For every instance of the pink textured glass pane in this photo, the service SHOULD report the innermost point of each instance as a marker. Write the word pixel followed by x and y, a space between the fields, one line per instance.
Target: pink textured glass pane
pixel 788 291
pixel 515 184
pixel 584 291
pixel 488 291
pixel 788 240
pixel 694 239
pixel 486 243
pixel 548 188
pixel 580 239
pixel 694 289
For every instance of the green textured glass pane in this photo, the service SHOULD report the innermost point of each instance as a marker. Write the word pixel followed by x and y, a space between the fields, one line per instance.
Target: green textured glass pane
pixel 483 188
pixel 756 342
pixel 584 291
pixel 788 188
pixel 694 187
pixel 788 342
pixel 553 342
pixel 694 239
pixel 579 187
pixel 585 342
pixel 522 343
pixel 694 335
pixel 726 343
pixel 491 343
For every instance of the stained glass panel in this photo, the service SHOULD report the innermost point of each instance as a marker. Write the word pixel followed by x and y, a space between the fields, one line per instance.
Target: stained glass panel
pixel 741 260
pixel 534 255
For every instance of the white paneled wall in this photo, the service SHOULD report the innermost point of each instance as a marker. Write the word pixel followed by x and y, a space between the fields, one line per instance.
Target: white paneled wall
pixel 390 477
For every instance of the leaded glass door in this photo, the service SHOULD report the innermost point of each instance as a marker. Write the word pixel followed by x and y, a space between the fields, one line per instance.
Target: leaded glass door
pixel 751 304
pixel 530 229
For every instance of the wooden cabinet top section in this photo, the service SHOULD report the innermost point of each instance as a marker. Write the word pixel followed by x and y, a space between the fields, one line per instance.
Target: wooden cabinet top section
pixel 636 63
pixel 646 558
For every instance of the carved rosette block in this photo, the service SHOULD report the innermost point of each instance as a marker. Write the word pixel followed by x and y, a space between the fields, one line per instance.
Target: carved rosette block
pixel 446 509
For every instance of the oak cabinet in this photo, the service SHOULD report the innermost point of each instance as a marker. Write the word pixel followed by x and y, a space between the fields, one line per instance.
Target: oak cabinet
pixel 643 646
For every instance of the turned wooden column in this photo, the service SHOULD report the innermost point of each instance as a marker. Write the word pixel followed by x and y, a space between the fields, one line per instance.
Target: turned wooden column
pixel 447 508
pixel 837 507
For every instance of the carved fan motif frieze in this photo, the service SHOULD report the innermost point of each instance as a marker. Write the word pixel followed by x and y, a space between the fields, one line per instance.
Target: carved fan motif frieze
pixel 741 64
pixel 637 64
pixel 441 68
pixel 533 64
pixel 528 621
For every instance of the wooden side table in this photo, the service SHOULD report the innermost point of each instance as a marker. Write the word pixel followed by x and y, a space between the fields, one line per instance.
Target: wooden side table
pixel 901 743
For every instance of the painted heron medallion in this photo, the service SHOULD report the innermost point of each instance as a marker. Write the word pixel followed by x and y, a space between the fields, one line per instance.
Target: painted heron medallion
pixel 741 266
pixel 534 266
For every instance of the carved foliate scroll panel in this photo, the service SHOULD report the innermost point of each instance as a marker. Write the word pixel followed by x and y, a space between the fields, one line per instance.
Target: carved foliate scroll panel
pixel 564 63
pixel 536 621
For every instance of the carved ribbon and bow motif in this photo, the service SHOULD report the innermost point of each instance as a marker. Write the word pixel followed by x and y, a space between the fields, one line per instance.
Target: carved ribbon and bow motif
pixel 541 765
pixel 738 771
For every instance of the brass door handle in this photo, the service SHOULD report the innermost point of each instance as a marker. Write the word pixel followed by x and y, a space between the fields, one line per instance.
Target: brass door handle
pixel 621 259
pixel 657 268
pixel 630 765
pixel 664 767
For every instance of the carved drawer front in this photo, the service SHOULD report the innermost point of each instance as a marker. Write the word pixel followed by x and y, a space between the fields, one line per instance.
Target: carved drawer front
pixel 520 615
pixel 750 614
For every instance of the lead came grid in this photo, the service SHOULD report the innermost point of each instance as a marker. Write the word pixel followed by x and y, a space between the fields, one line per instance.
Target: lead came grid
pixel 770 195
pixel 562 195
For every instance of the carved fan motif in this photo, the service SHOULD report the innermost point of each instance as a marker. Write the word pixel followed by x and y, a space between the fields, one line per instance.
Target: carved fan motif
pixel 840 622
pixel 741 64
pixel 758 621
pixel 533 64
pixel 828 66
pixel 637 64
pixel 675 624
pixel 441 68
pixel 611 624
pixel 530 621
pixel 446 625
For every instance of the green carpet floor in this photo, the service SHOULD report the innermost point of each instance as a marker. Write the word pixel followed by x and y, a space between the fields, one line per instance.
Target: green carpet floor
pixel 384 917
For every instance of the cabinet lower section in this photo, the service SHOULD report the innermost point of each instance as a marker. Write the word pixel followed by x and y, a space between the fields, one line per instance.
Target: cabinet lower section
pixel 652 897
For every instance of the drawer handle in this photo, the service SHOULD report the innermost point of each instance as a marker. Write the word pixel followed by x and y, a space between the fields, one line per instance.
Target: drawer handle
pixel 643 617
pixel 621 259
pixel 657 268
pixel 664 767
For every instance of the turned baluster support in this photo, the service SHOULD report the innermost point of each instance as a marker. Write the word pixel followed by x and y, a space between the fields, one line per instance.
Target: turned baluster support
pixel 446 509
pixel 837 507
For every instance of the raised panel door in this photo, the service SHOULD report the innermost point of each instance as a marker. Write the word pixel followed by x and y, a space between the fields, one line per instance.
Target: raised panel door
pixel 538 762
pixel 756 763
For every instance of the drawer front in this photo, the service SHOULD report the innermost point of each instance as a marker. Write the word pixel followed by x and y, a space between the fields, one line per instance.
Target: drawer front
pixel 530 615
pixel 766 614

■ ■ ■ ■

▶ GIVEN EXERCISE:
Please retype all of the items above word for word, with every line and character unchanged.

▶ COMPLETE OUTPUT:
For every instance of the pink textured glass pane in this photo, the service SHOULD report the innermost point of each instance as a marker. Write the word pixel followed by x and y, a space between the fields, one line per instance.
Target: pink textured glass pane
pixel 788 291
pixel 515 184
pixel 584 291
pixel 488 291
pixel 788 240
pixel 694 239
pixel 486 243
pixel 548 188
pixel 580 239
pixel 694 289
For every instance of the green textured glass pane in this photo, the service SHOULD report the innermost point of each instance as a marker. Write the word pixel followed by x and y, a space between the fields, one line per instance.
Target: green textured glass pane
pixel 483 188
pixel 756 342
pixel 584 291
pixel 788 188
pixel 694 187
pixel 788 342
pixel 553 342
pixel 694 239
pixel 579 187
pixel 585 342
pixel 522 343
pixel 694 335
pixel 726 343
pixel 491 343
For every instance of the stained glass panel in this photo, the service SHOULD report the innermost point of each instance as a marker. Write the word pixel followed by x and y, a space between the fields, one line per instance.
Target: stained glass panel
pixel 741 260
pixel 534 255
For every instance of the white paneled wall in this photo, the service SHOULD report the innermost point of each instance as a marker. Write the word pixel followed by x and y, a space between the fields, one line per instance.
Target: white paneled wall
pixel 390 477
For every instance of the leaded glass door in this photo, the service SHOULD report the innermost point of each instance as a marker. Write the word pixel followed by x and y, a space between the fields, one line per instance.
Target: leaded glass door
pixel 751 304
pixel 530 229
For every instance of the wooden cabinet top section in this photo, the service SHOULD report the innermost point of each instance as a marker. Write the word pixel followed by x and y, a space between the fields, one line per instance.
Target: wooden cabinet top section
pixel 636 63
pixel 646 558
For every instance of the carved rosette block in this photo, the service SHOULD report the innermost point of each instance as a marker. Write the word pixel followed by x and y, a space between the fields, one line per instance.
Target: carved rosette block
pixel 446 509
For every instance of the oak cabinet in this photo, the service SHOULD report the innermost point of each instance as a marker. Write the word pixel followed by x and y, a space between the fields, one line per instance.
Target: oak cabinet
pixel 643 646
For every instance of the turned wooden column in this photo, the service SHOULD report the innermost point of each instance as a marker. Write the word pixel followed by x and y, a space between the fields, one line per instance.
Target: turned wooden column
pixel 447 508
pixel 837 507
For every instance of the carved fan motif frieze in this photo, the service SHOULD report the innermost point of each instance as a marker. Write the word pixel followed by x and y, a space between the fields, one line per instance.
Target: carved fan motif frieze
pixel 741 64
pixel 637 64
pixel 441 68
pixel 533 64
pixel 528 621
For every instance of the wooden side table in this photo, the service SHOULD report the innermost point of each instance as a marker. Write the word pixel followed by x and y, a space between the fields, one line per instance.
Target: wooden side table
pixel 901 743
For every instance of the painted heron medallion in this photo, the service SHOULD report the innermost point of each instance as a marker. Write the word pixel followed by x and y, a space between the fields, one line per instance.
Target: painted heron medallion
pixel 741 266
pixel 534 266
For every instance of the carved foliate scroll panel in this photo, the service SHOULD report the innermost point of each instance as a marker. Write the word pixel followed by x and y, a space between the fields, one line per instance.
Target: carved foliate scroll panel
pixel 564 63
pixel 536 621
For every instance of the carved ribbon and bow motif in this photo, the service SHOULD report the innermost point of each instance as a marker. Write the word pixel followed by x and y, a space between the fields, one line per instance.
Target: carved ribbon and bow motif
pixel 541 765
pixel 738 771
For every instance of the brass door handle in this photo, the service SHOULD report the innermost point of each instance as a marker. Write the word pixel followed by x and y, a space between the fields, one line per instance.
Target: brass door handle
pixel 621 259
pixel 657 268
pixel 630 765
pixel 664 767
For every instance of the carved drawer front in this photo, the service SHOULD report the innermost point of each instance as a marker. Write the word pixel followed by x and y, a space between the fields, one line per instance.
Target: carved drawer front
pixel 520 615
pixel 750 614
For every instance of the lead came grid in this photo, the service SHOULD report the innermost point of each instance as a marker. Write the word pixel followed by x and y, a space between the fields, one line per instance.
Target: lead came grid
pixel 770 195
pixel 562 195
For every instance of the carved fan motif in this photo, the service SHOULD report the innermost point of each instance as a marker. Write the word pixel followed by x and y, a space between the fields, one line per instance.
Target: carved fan motif
pixel 840 622
pixel 741 64
pixel 758 621
pixel 533 64
pixel 828 66
pixel 637 64
pixel 675 624
pixel 441 68
pixel 611 624
pixel 530 621
pixel 446 625
For every instance of the green carpet floor in this photo, the service SHOULD report the innermost point of each instance as a marker. Write the word pixel followed by x and y, a space between the fields, one line per instance.
Target: green carpet floor
pixel 384 917
For every instance of the cabinet lower section in this photo, the service SHOULD report the innermost point of each instance as a marker. Write the word pixel followed by x and y, a space between the fields, one line per instance.
Target: cabinet lower section
pixel 652 897
For every instance of the drawer handle in this photo, the service SHOULD report the innermost point of each instance as a marker. Write the word pixel followed by x and y, a space between the fields, one line per instance.
Target: drawer handle
pixel 643 617
pixel 621 259
pixel 657 268
pixel 664 767
For every instance of the turned baluster support in this photo, the service SHOULD report the innermost point of each instance as a marker. Write the word pixel followed by x and y, a space between the fields, one line per instance.
Target: turned baluster support
pixel 446 509
pixel 837 507
For every instance of the raised panel door in this photo, the service SHOULD report the innermost point of each instance as a marker. Write the word pixel followed by x and y, a space between the fields, one line per instance.
Target: raised panel door
pixel 538 762
pixel 756 763
For every instance of the drawer front in this photo, the service SHOULD report the innermost point of each instance as a marker. Write the word pixel followed by x and y, a space between the fields, one line per instance.
Target: drawer front
pixel 530 615
pixel 766 614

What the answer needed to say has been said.